*EXERCISE GOAL:* Search the records for "yellow". Copy every line where it appears.

*Phrase grounding data:*
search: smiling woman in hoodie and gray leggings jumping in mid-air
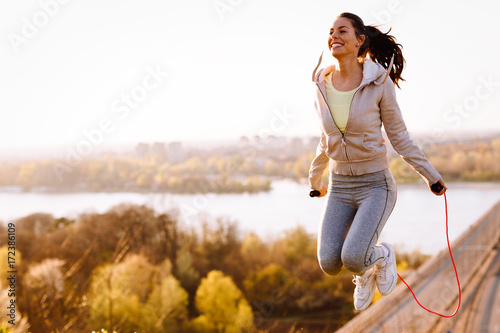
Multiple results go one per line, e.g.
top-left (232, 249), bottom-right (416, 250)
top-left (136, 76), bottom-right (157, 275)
top-left (309, 13), bottom-right (447, 310)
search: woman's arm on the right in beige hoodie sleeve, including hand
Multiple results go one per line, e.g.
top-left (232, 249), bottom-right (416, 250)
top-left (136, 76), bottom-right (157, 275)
top-left (379, 78), bottom-right (446, 195)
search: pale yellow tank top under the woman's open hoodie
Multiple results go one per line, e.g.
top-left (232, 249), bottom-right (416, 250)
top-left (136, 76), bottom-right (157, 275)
top-left (325, 72), bottom-right (358, 133)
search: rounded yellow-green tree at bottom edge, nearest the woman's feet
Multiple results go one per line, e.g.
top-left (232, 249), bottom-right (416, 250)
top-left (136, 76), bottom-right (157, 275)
top-left (193, 271), bottom-right (253, 333)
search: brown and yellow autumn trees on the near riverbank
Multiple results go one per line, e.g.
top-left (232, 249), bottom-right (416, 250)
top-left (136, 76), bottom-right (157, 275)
top-left (0, 204), bottom-right (426, 333)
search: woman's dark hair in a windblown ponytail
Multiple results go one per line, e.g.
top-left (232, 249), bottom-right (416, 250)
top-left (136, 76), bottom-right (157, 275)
top-left (338, 13), bottom-right (406, 88)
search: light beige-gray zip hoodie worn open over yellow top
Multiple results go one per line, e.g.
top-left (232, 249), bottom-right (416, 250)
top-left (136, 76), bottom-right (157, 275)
top-left (309, 59), bottom-right (441, 190)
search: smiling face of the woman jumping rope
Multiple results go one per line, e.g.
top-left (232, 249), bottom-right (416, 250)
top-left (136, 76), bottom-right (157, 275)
top-left (328, 17), bottom-right (365, 58)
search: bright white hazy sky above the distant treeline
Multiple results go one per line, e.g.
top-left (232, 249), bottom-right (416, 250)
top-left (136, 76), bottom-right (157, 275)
top-left (0, 0), bottom-right (500, 156)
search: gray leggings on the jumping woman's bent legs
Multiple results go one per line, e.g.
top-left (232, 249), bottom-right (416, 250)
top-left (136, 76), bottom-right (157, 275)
top-left (318, 169), bottom-right (397, 275)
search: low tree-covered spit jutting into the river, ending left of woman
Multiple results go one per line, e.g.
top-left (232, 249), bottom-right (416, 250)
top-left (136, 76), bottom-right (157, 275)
top-left (0, 154), bottom-right (271, 193)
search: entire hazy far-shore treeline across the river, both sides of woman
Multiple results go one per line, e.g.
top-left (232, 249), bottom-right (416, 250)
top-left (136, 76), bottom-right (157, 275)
top-left (0, 137), bottom-right (500, 193)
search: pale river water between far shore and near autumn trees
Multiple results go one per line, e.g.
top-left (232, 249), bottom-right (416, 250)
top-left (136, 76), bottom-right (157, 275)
top-left (0, 181), bottom-right (500, 254)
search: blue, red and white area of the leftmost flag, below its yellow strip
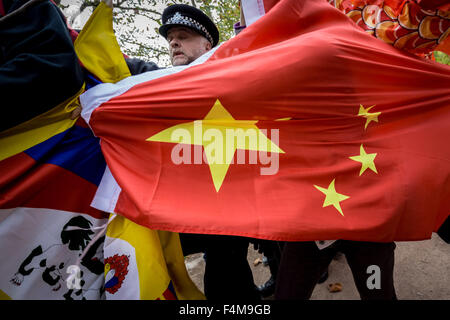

*RESPONSE AREA:*
search: pale yellow tank top under the woman's open hoodie
search: rounded yellow-green tree at bottom edge, nearest the woman's feet
search: brown and yellow autumn trees on the near riverbank
search: light beige-gray zip hoodie worn open over yellow top
search: blue, red and white area of the leftmost flag, below its yellow strip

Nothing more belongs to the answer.